### Exercise
From the XFS buffer thread, extract the passage from "I think so." up to and including "of lock cycles).", copying it word for word.

I think so. I considered a similar approach earlier, but I didn't want
to spend time tracking down the associated users until the broader
approach was nailed down. More specifically, I think we could set
b_lru_ref to 0 on those buffers and use that to bypass the accounting.
That makes it clear that these buffers are not destined for the LRU and
alternative synchronization is required (which already exists in the
form of lock cycles).

The rest of the feedback makes sense, so I'll incorporate that and give
the above a try... thanks.

Brian

> > Also, given the feedback on
> > the previous patch with regard to filtering out non-new buffers from the
> > I/O count, I've dropped that and replaced it with updates to
> > xfs_buf_rele() to decrement when the buffer is returned to the LRU (we
> > either have to filter out buffers already on the LRU at submit time or
> > make sure that they are decremented when released back to the LRU).
> > 
> > Code follows...
> > 
> > Brian
> > 
> > diff --git a/fs/xfs/xfs_buf.c b/fs/xfs/xfs_buf.c
> > index 4665ff6..b7afbac 100644
> > --- a/fs/xfs/xfs_buf.c
> > +++ b/fs/xfs/xfs_buf.c
> > @@ -80,6 +80,25 @@ xfs_buf_vmap_len(
> >  }
> >  
> >  /*
> > + * Clear the in-flight state on a buffer about to be released to the LRU or
> > + * freed and unaccount from the buftarg. The buftarg I/O count maintains a count
> > + * of held buffers that have undergone at least one I/O in the current hold
> > + * cycle (e.g., not a total I/O count). This provides protection against unmount
> > + * for buffer I/O completion (see xfs_wait_buftarg()) processing.
> > + */
> > +static inline void
> > +xfs_buf_rele_in_flight(
> > +	struct xfs_buf	*bp)
> 
> Not sure about the name: xfs_buf_ioacct_dec()?
> 
> > +{
> > +	if (!(bp->b_flags & _XBF_IN_FLIGHT))

### A series of records

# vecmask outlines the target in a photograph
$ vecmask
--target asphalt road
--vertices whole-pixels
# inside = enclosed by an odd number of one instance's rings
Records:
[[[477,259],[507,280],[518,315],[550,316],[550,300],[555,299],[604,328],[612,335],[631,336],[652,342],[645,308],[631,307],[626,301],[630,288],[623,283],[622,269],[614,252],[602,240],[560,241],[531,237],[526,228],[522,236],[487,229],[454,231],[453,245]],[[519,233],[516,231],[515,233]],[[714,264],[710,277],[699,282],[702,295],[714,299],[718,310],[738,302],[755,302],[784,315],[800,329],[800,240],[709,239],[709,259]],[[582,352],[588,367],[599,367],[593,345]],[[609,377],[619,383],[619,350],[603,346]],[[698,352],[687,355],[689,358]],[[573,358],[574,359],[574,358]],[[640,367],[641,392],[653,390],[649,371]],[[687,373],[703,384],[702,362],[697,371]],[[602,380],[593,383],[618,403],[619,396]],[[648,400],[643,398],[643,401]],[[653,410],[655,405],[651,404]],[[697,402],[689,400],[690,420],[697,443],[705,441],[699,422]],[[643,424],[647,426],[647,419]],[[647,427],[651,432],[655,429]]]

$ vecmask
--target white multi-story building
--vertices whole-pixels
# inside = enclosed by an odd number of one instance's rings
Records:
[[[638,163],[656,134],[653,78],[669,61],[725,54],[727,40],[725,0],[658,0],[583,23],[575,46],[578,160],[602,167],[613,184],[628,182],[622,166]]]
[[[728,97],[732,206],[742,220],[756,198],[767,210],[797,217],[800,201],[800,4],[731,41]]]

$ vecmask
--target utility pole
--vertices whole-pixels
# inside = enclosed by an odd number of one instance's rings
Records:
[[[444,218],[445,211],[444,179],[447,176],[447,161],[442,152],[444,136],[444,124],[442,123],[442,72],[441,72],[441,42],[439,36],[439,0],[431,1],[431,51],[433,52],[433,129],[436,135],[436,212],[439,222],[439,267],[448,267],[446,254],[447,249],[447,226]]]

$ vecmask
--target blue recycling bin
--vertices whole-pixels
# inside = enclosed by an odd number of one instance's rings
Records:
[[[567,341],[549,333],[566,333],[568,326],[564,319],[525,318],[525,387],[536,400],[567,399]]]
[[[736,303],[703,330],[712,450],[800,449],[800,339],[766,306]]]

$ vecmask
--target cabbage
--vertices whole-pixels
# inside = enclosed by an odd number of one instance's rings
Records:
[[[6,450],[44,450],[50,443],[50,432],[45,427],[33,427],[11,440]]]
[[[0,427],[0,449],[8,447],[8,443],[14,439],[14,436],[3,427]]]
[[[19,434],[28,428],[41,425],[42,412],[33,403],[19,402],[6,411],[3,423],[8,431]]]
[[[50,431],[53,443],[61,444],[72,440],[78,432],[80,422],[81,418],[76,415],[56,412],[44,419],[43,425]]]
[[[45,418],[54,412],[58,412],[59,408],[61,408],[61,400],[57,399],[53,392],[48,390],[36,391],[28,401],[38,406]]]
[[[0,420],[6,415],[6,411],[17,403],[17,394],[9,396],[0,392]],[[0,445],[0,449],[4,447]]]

### Solved exercise
I think so. I considered a similar approach earlier, but I didn't want
to spend time tracking down the associated users until the broader
approach was nailed down. More specifically, I think we could set
b_lru_ref to 0 on those buffers and use that to bypass the accounting.
That makes it clear that these buffers are not destined for the LRU and
alternative synchronization is required (which already exists in the
form of lock cycles).